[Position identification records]
◇ ◇ ◇
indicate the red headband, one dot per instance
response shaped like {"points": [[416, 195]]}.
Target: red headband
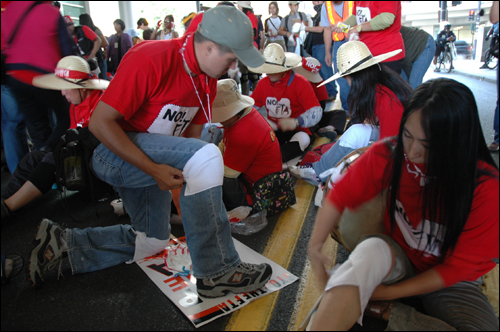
{"points": [[71, 74], [309, 66]]}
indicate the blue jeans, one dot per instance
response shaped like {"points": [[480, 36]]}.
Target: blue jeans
{"points": [[344, 86], [204, 216], [421, 65], [344, 146], [13, 130], [325, 72]]}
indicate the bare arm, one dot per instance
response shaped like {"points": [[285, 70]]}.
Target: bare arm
{"points": [[104, 125], [427, 282]]}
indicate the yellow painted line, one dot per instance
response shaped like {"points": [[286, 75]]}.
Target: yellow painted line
{"points": [[280, 247]]}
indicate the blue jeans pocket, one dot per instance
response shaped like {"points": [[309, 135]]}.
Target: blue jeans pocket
{"points": [[104, 170]]}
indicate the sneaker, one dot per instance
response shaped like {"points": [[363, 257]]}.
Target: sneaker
{"points": [[328, 132], [243, 279], [47, 253], [306, 173]]}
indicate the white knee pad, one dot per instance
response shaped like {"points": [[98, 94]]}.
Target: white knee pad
{"points": [[357, 136], [366, 267], [302, 138], [147, 246], [205, 170]]}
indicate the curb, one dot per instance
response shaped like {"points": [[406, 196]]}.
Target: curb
{"points": [[477, 76]]}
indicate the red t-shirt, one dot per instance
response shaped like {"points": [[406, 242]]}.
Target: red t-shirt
{"points": [[153, 91], [388, 110], [283, 100], [251, 148], [382, 41], [478, 242], [321, 92], [88, 33], [80, 114]]}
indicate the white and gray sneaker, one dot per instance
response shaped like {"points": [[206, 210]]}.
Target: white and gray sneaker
{"points": [[306, 173], [47, 253], [244, 278]]}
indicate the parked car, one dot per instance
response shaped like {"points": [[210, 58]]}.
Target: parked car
{"points": [[463, 48]]}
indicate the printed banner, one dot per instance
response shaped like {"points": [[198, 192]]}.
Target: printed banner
{"points": [[181, 289]]}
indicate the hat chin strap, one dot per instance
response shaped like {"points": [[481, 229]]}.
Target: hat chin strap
{"points": [[359, 63]]}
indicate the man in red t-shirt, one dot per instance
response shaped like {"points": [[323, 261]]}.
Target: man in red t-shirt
{"points": [[249, 147], [332, 122], [289, 99], [148, 124]]}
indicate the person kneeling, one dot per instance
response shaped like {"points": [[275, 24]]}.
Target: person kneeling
{"points": [[250, 148]]}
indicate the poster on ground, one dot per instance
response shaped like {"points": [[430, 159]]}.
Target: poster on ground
{"points": [[181, 288]]}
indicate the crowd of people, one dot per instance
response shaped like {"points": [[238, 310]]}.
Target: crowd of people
{"points": [[146, 96]]}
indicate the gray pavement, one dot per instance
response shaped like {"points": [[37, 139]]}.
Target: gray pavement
{"points": [[123, 297]]}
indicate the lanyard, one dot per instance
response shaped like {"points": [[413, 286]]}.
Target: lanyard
{"points": [[208, 115]]}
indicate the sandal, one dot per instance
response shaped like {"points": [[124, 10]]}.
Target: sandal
{"points": [[378, 309], [17, 266]]}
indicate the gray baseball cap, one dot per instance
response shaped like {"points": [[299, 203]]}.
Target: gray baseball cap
{"points": [[230, 27]]}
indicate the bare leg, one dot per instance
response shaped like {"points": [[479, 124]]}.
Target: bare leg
{"points": [[27, 193], [339, 310]]}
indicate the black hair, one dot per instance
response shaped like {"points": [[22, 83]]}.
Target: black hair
{"points": [[275, 3], [141, 21], [362, 95], [456, 144], [199, 38], [85, 19], [122, 24]]}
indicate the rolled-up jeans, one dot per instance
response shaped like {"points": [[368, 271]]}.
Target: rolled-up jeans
{"points": [[204, 216]]}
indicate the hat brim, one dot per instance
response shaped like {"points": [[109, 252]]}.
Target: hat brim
{"points": [[292, 60], [221, 114], [369, 63], [311, 77], [52, 82], [250, 57]]}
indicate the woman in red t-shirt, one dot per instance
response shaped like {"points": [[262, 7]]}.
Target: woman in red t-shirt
{"points": [[441, 222], [376, 102], [35, 174]]}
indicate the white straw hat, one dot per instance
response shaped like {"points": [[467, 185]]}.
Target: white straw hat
{"points": [[229, 101], [309, 68], [277, 60], [72, 72], [354, 56]]}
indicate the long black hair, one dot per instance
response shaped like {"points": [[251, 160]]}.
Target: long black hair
{"points": [[361, 98], [456, 143]]}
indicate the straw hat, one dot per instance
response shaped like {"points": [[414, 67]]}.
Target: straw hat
{"points": [[72, 72], [354, 56], [229, 101], [309, 68], [277, 60]]}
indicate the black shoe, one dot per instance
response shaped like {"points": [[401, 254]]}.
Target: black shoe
{"points": [[243, 279]]}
◇ ◇ ◇
### [Given request]
Give back the whole listing as it stands, minus its pictures.

### [Reply to the task]
indicate the red headband, one dot per instance
response shaped like {"points": [[416, 195]]}.
Target: red headband
{"points": [[71, 74], [309, 66]]}
indicate the blue jeans, one dot per instance
response shaped like {"points": [[480, 36]]}.
Target: blue jeans
{"points": [[344, 86], [204, 216], [421, 65], [344, 146], [13, 130], [325, 72]]}
indicate the bare arm, one dot per instance
response shaped like {"points": [[285, 70]]}.
Target: bare arm
{"points": [[104, 125], [427, 282]]}
indicate the yellow painted line, one dot per instance
response shaped like {"points": [[286, 75]]}.
Target: yellow painted line
{"points": [[280, 247]]}
indicate the blue jeans pocket, one dot per instance
response shaped like {"points": [[309, 135]]}.
Target: blue jeans pocket
{"points": [[104, 170]]}
indicate the sneaker, one dot per instance
response shaped like {"points": [[363, 257]]}.
Target: sneaker
{"points": [[328, 132], [243, 279], [47, 253], [306, 173]]}
indicate the white knee pad, one dot per instance
response shaped like {"points": [[98, 94]]}.
Target: white knee pad
{"points": [[357, 136], [366, 267], [302, 138], [147, 246], [205, 170]]}
indicate the curb, one dot per instance
response shaped like {"points": [[406, 196]]}.
Target: curb
{"points": [[477, 76]]}
indicate the red t-shirt, one dot per instance
response shaped like {"points": [[406, 242]]}.
Target: red t-shirt
{"points": [[153, 91], [388, 110], [283, 100], [251, 148], [382, 41], [478, 242], [321, 92], [88, 33], [80, 114]]}
indicate the white and gray sneaker, one dot per instance
response shaped like {"points": [[206, 210]]}.
Target: white and gray sneaker
{"points": [[306, 173], [47, 253], [244, 278]]}
indicate the parked car, one dot per instance
response shaped like {"points": [[210, 58]]}.
Target: parked car
{"points": [[463, 48]]}
indicate the printed banner, one dot per instance
response shaped like {"points": [[198, 192]]}.
Target: printed banner
{"points": [[181, 289]]}
indicate the hat chin strap, one dot per instance
response shaped like {"points": [[481, 229]]}.
Target: hat chin strap
{"points": [[359, 63]]}
indicate the man in red t-shirt, one dot per instance
response shaped like {"points": [[323, 261]]}.
Target: man in red t-shirt
{"points": [[249, 147], [332, 122], [289, 99], [148, 124]]}
indicate the person kneeling, one dot per instance
response shaped like {"points": [[275, 24]]}.
Target: person kneeling
{"points": [[250, 148]]}
indicate the poster on ground, one dot per instance
response shaped like {"points": [[430, 159]]}.
Target: poster on ground
{"points": [[181, 288]]}
indicate the crowd of people, one dot per instance
response shaped like {"points": [[238, 310]]}.
Target: crowd of people
{"points": [[146, 96]]}
indicate the gray pavement, one dot per instance
response shaped like {"points": [[37, 139]]}.
Target: gray pavement
{"points": [[123, 297]]}
indicate the lanyard, one dot per instance
response shaped like {"points": [[413, 286]]}.
Target: lanyard
{"points": [[208, 115]]}
indicate the sandal, one dot per instance
response shaped like {"points": [[124, 10]]}.
Target: sandal
{"points": [[378, 309], [17, 266]]}
indicate the gray baseball cap, one dot per instance
response shaped like {"points": [[299, 203]]}.
Target: gray baseball cap
{"points": [[230, 27]]}
indicate the bare leg, one dot per instance
response shaped like {"points": [[479, 124]]}.
Target: bare leg
{"points": [[27, 193], [339, 310]]}
indicate the black hair, one dot per instance
response shaped like {"points": [[22, 83]]}.
Target: black hair
{"points": [[275, 3], [141, 21], [362, 95], [456, 144], [199, 38], [85, 19], [122, 24]]}
indicate the rolled-up jeans, one dot per instance
response shaped like {"points": [[368, 271]]}.
Target: rolled-up jeans
{"points": [[204, 216]]}
indicate the hat brim, one dot per instance
response shaped like {"points": [[109, 252]]}.
Target: hat brim
{"points": [[292, 60], [221, 114], [369, 63], [311, 77], [52, 82], [250, 57]]}
indicate the woman in red t-shirt, one dot per instance
response shaped like {"points": [[262, 7]]}.
Target: woman in red t-shirt
{"points": [[441, 222], [376, 102], [35, 174]]}
indicate the white straw hat, one dot per instance
response shaped like {"points": [[467, 185]]}.
Target: white straw hat
{"points": [[229, 101], [309, 68], [277, 60], [72, 72], [354, 56]]}
indicate the long black hair, one dot per instance
response shaped like {"points": [[251, 160]]}.
Target: long black hair
{"points": [[361, 98], [456, 143]]}
indicate the straw hat, one dot per instance
response shaped like {"points": [[414, 67]]}.
Target: straw hat
{"points": [[72, 72], [354, 56], [229, 101], [309, 68], [277, 60]]}
indicate the black shoe, one dot per instance
response shaped like {"points": [[401, 254]]}.
Target: black shoe
{"points": [[243, 279]]}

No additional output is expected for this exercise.